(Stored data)
-- begin --

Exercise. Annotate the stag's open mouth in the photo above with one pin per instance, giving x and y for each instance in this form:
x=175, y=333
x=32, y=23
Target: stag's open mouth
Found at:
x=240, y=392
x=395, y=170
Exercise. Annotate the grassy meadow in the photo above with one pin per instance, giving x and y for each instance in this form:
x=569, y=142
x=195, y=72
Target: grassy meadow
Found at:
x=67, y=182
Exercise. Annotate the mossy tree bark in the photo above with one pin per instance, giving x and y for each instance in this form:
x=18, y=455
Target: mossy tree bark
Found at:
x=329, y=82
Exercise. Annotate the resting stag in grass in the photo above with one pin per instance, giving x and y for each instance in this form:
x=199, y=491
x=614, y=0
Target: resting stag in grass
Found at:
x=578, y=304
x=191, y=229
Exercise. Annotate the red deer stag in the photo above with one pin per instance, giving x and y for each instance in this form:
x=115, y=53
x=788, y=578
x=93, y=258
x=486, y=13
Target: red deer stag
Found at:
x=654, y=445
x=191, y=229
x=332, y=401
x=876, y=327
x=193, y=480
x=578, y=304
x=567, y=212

-- end --

Reproduce every line of the entries above verbatim, from the first line to the last.

Exercise. Annotate the stag's open mouth in the photo above with one pin per instance, giving x and y for each instance in this form:
x=175, y=333
x=32, y=23
Target: stag's open mouth
Found at:
x=240, y=392
x=395, y=170
Exercise. Annotate the grassy meadow in the photo above with one pin per instance, giving x and y for each instance in this form:
x=569, y=142
x=195, y=72
Target: grassy meadow
Found at:
x=67, y=182
Exercise. Annotate the mossy tree bark in the photo above with one pin per instance, giving x and y for each instance in this form:
x=18, y=455
Target: mossy tree bark
Found at:
x=329, y=82
Exercise. Annotate the resting stag in grass in the photo above with one pin per instance, giving x and y for each instance in this form:
x=199, y=491
x=614, y=0
Target: resting stag in grass
Found at:
x=578, y=304
x=191, y=229
Exercise. Annotate the red deer stag in the photo above with one pin per instance, giving x and y for each instance in this form:
x=115, y=53
x=788, y=578
x=93, y=258
x=486, y=13
Target: red deer stag
Found at:
x=654, y=445
x=191, y=229
x=332, y=401
x=876, y=327
x=193, y=480
x=578, y=304
x=567, y=212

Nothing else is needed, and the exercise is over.